> _EXERCISES_
1. Please transcribe the stretch of the Python source thread from "You should also" through "found at hg.python.org.".
2. In the Python source thread, why are some builtins such as the math module missing from the standard library locations?

> _EXCERPT TO READ_
○ ○ ○ ○ ○ ○ ○
I have just started learning python. I want to understand how some functions work and how are modules organized. How can I read the implementations of built-in modules?
Where the source code of the Python standard library is located will depend on your operating system and on how you installed Python. However, the following locations are common:
Windows - C:\Python27\Lib
Linux - /usr/lib/python2.7/
Note that some builtins such as the math module are missing -- that's because those builtins are written in C and are baked directly into the interpreter for purposes of speed.
You should also consider taking a look at the source code for some popular 3rd party libraries. They'll vary in quality, but might be worth examining. Here's a list to help you get started.
There are many implementations of Python, such as CPython, IronPython, PyPy, Jython. The most commonly used Python is CPython. Its source code can by found at hg.python.org.
Your installation also contains source code. For example, to find the source code associate with the collections module, type the following in an interactive session:
>>> import collections
>>> collections
<module 'collections' from '/usr/lib/python2.7/collections.pyc'>
Thus you would look in '/usr/lib/python2.7/collections.py' for the source code associated with the collections module. (Note that you should remove the c in pyc from the path. The .py file is Python source code, the .pyc is byte code.)
A clean way to read this code is in the Python Mercurial repository, or in the Git mirror. (I personally find the Git mirror easier to use, but both are equally good for learning the code.)
The Git repository is at https://github.com/python/cpython/tree/2.7
The Mercurial repository is at http://hg.python.org/cpython (click "branches", then click "2.7", then click "browse")
In both of these repositories, the Lib folder is the Python standard library.
Related
I wanted to try and look up the source of some of the modules in the Python standard library, but wasn't able to find them. I tried looking in the modules directory after downloading the python tarball, but it has mainly .c files. I also tried looking at the directory where the python that already comes with the OS (mac osx) has it's modules, and there it seems to have mainly .pyc and .pyo files. Would really appreciate it if someone can help me out.
(I tried what was suggested in the question How do I find the location of Python module sources? with no luck)
In cpython, many modules are implemented in C, and not in Python. You can find those in Modules/, whereas the pure Python ones reside in Lib/.
In some cases (for example the json module), the Python source code provides the module on its own and only uses the C module if it's available (to improve performance). For the remaining modules, you can have a look at PyPy's implementations.
The canonical repository for CPython is this Mercurial repository. There is also a git mirror on GitHub.
That would depend on what you define as Standard Library.
The Python Documentations says:
...this library reference manual describes the standard library that is
distributed with Python. It also describes some of the optional
components that are commonly included in Python distributions.
Python’s standard library is very extensive, offering a wide range of
facilities as indicated by the long table of contents listed below.
The library contains built-in modules (written in C) that provide
access to system functionality such as file I/O that would otherwise
be inaccessible to Python programmers, as well as modules written in
Python that provide standardized solutions for many problems that
occur in everyday programming. Some of these modules are explicitly
designed to encourage and enhance the portability of Python programs
by abstracting away platform-specifics into platform-neutral APIs.
○ ○ ○ ○ ○ ○ ○
> _DATA ROWS_

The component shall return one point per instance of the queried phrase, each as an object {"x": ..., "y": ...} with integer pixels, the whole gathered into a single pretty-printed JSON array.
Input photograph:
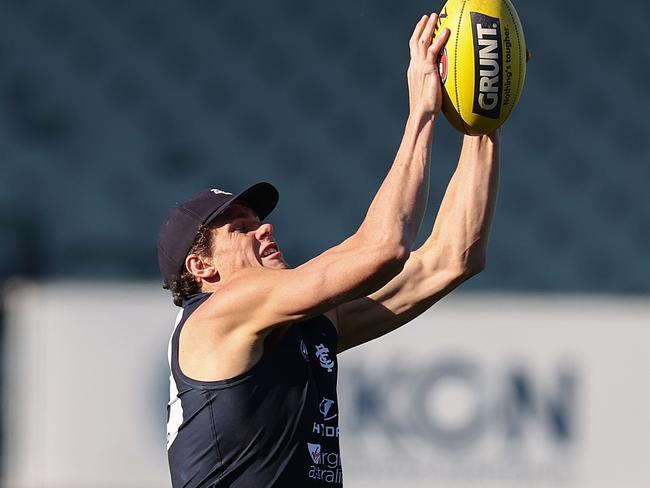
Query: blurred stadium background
[{"x": 111, "y": 111}]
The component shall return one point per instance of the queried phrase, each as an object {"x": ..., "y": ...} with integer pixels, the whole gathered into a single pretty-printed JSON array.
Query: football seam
[
  {"x": 514, "y": 24},
  {"x": 460, "y": 112}
]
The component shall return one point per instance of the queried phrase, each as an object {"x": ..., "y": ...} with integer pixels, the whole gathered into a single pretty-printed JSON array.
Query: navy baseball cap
[{"x": 178, "y": 232}]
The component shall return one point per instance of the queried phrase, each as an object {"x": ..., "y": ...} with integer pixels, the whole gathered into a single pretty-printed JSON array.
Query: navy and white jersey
[{"x": 275, "y": 425}]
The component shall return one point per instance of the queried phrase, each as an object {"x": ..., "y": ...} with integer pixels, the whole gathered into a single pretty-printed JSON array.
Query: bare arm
[
  {"x": 454, "y": 251},
  {"x": 377, "y": 251}
]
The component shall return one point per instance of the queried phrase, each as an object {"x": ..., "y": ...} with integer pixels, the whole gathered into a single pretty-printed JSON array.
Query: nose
[{"x": 264, "y": 231}]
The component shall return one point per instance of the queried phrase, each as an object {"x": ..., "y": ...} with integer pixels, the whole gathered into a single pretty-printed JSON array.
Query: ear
[{"x": 201, "y": 267}]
○ ○ ○ ○ ○ ○ ○
> _RESPONSES FOR EACH TASK_
1.
You should also consider taking a look at the source code for some popular 3rd party libraries. They'll vary in quality, but might be worth examining. Here's a list to help you get started.
There are many implementations of Python, such as CPython, IronPython, PyPy, Jython. The most commonly used Python is CPython. Its source code can by found at hg.python.org.

2. They are written in C and built directly into the interpreter for speed.